*Source text:*
□ □ □ □ □

On Mon, Mar 06, 2023 at 07:10:05PM -0300, Arnaldo Carvalho de Melo wrote:

[...]

> > I'm using Ubuntu 22.04 kernel 5.15.0-60-generic ARM64.
> > perf version 5.15.78

Just remind, if you test perf on Arm64 platforms, you could refer to the
page [1], section "LKFT Integration with Perf testing on Arm64".  Please
confirm if kernel configurations (e.g. eBPF, Ftrace, etc) have been
enabled and make sure the setting up environment for eBPF & python,
especially if you are using self-built kernel image.

I have not checked the perf test for a long while, so I don't want to
mislead you that I have confirmed the cases can pass on Arm64 platforms.
In below Arnaldo's testing result, there still have some unexpected
failures, we need to look into it in details.

Thanks,
Leo

[1] https://lkft.linaro.org/tests/

> So, here, on a Libre Computer Firefly RK3399PC board and using what will
> soon be on the perf-tools branch to go to Linus:
> 
> root@roc-rk3399-pc:~# cat /etc/os-release
> PRETTY_NAME="Ubuntu 22.04.1 LTS"
> NAME="Ubuntu"
> VERSION_ID="22.04"
> VERSION="22.04.1 LTS (Jammy Jellyfish)"
> VERSION_CODENAME=jammy
> ID=ubuntu
> ID_LIKE=debian
> HOME_URL="https://www.ubuntu.com/"
> SUPPORT_URL="https://help.ubuntu.com/"
> BUG_REPORT_URL="https://bugs.launchpad.net/ubuntu/"
> PRIVACY_POLICY_URL="https://www.ubuntu.com/legal/terms-and-policies/privacy-policy"
> UBUNTU_CODENAME=jammy
> root@roc-rk3399-pc:~# perf -v
> perf version 6.2.rc7.g5b201a82cd9d
> root@roc-rk3399-pc:~# perf -vv
> perf version 6.2.rc7.g5b201a82cd9d
>                  dwarf: [ on  ]  # HAVE_DWARF_SUPPORT
>     dwarf_getlocations: [ on  ]  # HAVE_DWARF_GETLOCATIONS_SUPPORT
>                  glibc: [ on  ]  # HAVE_GLIBC_SUPPORT
>          syscall_table: [ on  ]  # HAVE_SYSCALL_TABLE_SUPPORT
>                 libbfd: [ on  ]  # HAVE_LIBBFD_SUPPORT
>             debuginfod: [ OFF ]  # HAVE_DEBUGINFOD_SUPPORT
>                 libelf: [ on  ]  # HAVE_LIBELF_SUPPORT
>                libnuma: [ on  ]  # HAVE_LIBNUMA_SUPPORT
> numa_num_possible_cpus: [ on  ]  # HAVE_LIBNUMA_SUPPORT
>                libperl: [ on  ]  # HAVE_LIBPERL_SUPPORT
>              libpython: [ on  ]  # HAVE_LIBPYTHON_SUPPORT
>               libslang: [ on  ]  # HAVE_SLANG_SUPPORT
>              libcrypto: [ on  ]  # HAVE_LIBCRYPTO_SUPPORT
>              libunwind: [ on  ]  # HAVE_LIBUNWIND_SUPPORT
>     libdw-dwarf-unwind: [ on  ]  # HAVE_DWARF_SUPPORT
>                   zlib: [ on  ]  # HAVE_ZLIB_SUPPORT
>                   lzma: [ on  ]  # HAVE_LZMA_SUPPORT
>              get_cpuid: [ on  ]  # HAVE_AUXTRACE_SUPPORT
>                    bpf: [ on  ]  # HAVE_LIBBPF_SUPPORT
>                    aio: [ on  ]  # HAVE_AIO_SUPPORT
>                   zstd: [ on  ]  # HAVE_ZSTD_SUPPORT
>                libpfm4: [ OFF ]  # HAVE_LIBPFM
>          libtraceevent: [ on  ]  # HAVE_LIBTRACEEVENT
> root@roc-rk3399-pc:~#
> 
> acme@roc-rk3399-pc:~/git/perf-tools$ sudo su -
> [sudo] password for acme: 
> root@roc-rk3399-pc:~# set -o vi
> root@roc-rk3399-pc:~# export PATH=$PATH:~/bin
> root@roc-rk3399-pc:~# perf test
>   1: vmlinux symtab matches kallsyms                                 : Ok
>   2: Detect openat syscall event                                     : Ok
>   3: Detect openat syscall event on all cpus                         : Ok
>   4: mmap interface tests                                            :
>   4.1: Read samples using the mmap interface                         : Ok
>   4.2: User space counter reading of instructions                    : Skip (permissions)

□ □ □ □ □

[Location annotation dataset excerpts]

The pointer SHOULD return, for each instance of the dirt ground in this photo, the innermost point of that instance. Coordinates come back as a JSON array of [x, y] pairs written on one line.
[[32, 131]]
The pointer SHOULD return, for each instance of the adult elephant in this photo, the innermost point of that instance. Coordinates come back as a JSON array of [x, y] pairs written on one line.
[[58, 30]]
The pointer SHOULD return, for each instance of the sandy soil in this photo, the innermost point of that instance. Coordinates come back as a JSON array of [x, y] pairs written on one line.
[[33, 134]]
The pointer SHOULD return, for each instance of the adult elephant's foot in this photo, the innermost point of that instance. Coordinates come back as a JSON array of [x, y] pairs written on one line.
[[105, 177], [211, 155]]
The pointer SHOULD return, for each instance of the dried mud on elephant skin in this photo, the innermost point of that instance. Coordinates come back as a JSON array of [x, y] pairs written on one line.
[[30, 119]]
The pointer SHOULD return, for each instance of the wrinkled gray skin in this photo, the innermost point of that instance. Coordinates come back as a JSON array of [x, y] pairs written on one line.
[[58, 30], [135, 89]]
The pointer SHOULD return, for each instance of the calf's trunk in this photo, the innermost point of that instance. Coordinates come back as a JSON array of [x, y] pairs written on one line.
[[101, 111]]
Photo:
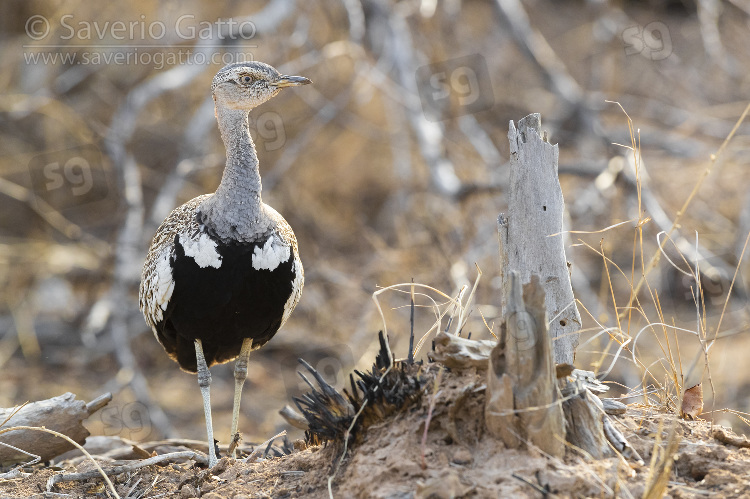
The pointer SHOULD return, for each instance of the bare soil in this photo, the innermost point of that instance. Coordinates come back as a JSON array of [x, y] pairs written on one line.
[[458, 459]]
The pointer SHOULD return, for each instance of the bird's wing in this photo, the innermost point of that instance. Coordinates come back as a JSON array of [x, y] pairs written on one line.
[[156, 280]]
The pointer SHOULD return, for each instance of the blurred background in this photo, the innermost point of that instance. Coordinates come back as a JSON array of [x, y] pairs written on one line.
[[390, 168]]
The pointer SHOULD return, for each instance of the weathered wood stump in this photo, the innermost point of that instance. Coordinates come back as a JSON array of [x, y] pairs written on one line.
[[530, 233]]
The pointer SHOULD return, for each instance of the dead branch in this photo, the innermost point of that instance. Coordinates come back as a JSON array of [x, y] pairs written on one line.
[[63, 414], [116, 470], [460, 353]]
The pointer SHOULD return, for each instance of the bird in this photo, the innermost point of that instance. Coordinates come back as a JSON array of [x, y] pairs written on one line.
[[223, 274]]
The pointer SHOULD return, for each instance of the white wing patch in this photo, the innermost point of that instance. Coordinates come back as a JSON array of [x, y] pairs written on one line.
[[162, 285], [299, 280], [272, 254], [202, 250]]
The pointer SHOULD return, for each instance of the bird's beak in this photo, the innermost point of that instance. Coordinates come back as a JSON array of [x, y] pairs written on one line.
[[291, 81]]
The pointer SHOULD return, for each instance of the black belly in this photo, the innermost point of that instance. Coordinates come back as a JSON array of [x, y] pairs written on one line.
[[222, 307]]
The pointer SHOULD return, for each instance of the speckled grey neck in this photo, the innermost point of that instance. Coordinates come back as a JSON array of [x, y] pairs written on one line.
[[235, 211]]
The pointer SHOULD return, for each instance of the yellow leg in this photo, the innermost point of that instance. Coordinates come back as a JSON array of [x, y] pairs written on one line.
[[204, 382], [240, 375]]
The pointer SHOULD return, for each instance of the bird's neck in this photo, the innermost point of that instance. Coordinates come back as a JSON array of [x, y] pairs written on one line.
[[235, 210]]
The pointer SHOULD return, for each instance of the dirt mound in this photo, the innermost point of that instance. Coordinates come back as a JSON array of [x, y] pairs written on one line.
[[456, 459]]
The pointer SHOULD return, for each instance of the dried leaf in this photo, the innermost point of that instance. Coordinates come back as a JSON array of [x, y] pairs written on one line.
[[692, 402]]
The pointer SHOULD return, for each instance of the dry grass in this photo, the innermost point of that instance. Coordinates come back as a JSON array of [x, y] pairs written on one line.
[[355, 184]]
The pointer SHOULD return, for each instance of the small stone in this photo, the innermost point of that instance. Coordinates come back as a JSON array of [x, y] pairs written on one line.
[[187, 491], [462, 456]]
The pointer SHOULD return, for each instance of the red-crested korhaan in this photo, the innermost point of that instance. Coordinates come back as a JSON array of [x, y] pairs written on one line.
[[223, 273]]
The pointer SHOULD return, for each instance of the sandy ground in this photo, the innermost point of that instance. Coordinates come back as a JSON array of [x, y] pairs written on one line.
[[458, 459]]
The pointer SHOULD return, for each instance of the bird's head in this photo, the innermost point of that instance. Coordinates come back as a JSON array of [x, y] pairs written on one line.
[[246, 85]]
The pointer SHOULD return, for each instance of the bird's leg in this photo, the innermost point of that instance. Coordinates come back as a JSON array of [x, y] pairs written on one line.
[[204, 381], [240, 375]]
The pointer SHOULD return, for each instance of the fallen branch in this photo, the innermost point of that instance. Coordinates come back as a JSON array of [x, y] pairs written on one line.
[[63, 414], [116, 470]]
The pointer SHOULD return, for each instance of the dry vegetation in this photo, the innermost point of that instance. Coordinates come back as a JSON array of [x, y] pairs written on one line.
[[379, 195]]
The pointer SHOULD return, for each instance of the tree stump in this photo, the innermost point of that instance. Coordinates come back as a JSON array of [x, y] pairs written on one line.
[[522, 394], [530, 233]]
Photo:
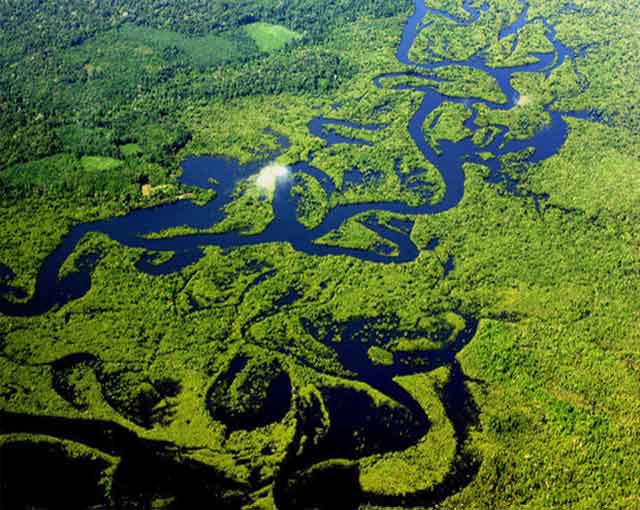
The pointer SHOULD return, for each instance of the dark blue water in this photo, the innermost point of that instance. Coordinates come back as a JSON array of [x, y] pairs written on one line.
[[223, 175]]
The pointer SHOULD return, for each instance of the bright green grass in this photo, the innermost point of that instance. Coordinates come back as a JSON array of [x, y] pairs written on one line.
[[270, 37], [99, 163], [204, 51]]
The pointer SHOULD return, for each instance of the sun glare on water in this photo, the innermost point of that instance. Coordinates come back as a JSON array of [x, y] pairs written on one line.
[[270, 175]]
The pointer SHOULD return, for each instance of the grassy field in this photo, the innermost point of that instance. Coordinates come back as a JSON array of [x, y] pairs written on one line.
[[209, 383]]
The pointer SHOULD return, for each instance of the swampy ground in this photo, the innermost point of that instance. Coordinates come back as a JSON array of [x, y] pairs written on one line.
[[433, 302]]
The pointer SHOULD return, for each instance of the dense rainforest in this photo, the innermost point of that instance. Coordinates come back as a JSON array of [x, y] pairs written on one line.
[[350, 254]]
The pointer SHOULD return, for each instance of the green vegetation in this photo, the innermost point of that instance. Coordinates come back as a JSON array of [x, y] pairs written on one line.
[[242, 362], [270, 37]]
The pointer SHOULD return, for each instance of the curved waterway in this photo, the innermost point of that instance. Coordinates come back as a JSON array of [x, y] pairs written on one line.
[[131, 230], [223, 175]]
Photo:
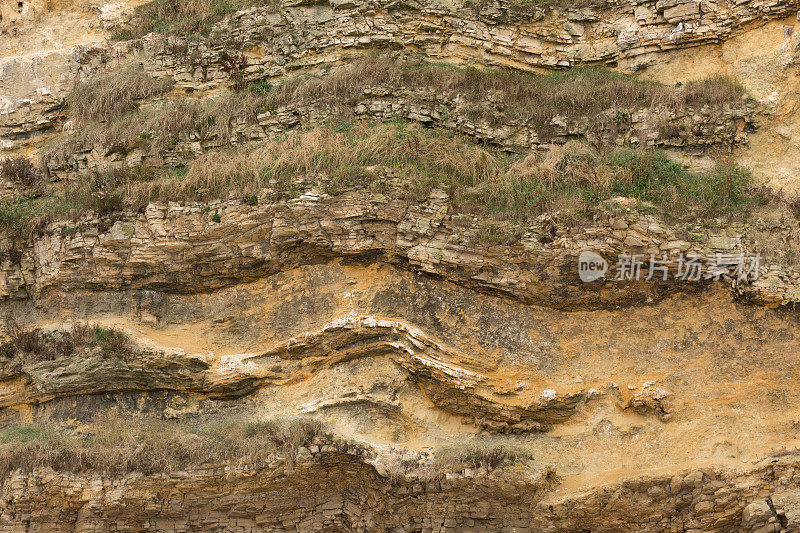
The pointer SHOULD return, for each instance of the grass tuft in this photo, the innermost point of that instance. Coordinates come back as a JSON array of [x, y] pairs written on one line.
[[118, 446], [34, 346]]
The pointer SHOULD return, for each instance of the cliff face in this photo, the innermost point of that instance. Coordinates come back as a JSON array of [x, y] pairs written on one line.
[[468, 377]]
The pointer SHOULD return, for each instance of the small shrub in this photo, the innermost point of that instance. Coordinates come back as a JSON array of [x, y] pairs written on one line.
[[34, 346], [20, 171], [479, 454]]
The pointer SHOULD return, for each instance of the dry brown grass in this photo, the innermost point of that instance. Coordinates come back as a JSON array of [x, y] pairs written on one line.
[[410, 161], [117, 446], [514, 96], [114, 94], [187, 18], [475, 454], [20, 171], [25, 347]]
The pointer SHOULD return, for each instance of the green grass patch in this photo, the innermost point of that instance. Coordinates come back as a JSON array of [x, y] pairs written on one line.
[[185, 18], [117, 446]]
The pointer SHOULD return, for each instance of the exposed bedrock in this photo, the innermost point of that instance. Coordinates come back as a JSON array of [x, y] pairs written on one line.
[[179, 248]]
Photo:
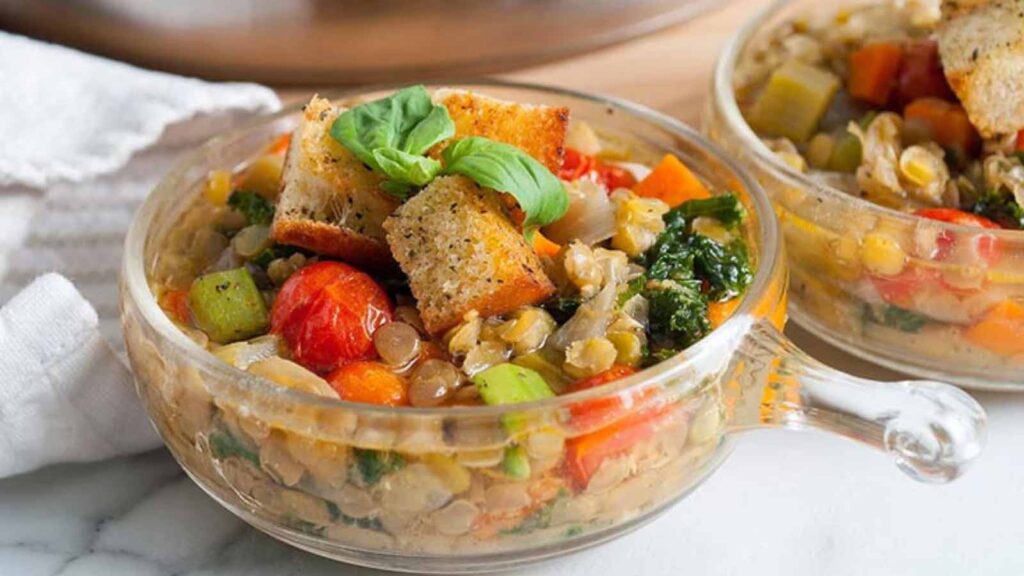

□ □ □ □ □

Copy the stretch of the perf testing message from "Just remind, if" through "on Arm64 platforms.", swapping every "Arm64" for "AArch64".

*Exercise solution:*
Just remind, if you test perf on AArch64 platforms, you could refer to the
page [1], section "LKFT Integration with Perf testing on AArch64".  Please
confirm if kernel configurations (e.g. eBPF, Ftrace, etc) have been
enabled and make sure the setting up environment for eBPF & python,
especially if you are using self-built kernel image.

I have not checked the perf test for a long while, so I don't want to
mislead you that I have confirmed the cases can pass on AArch64 platforms.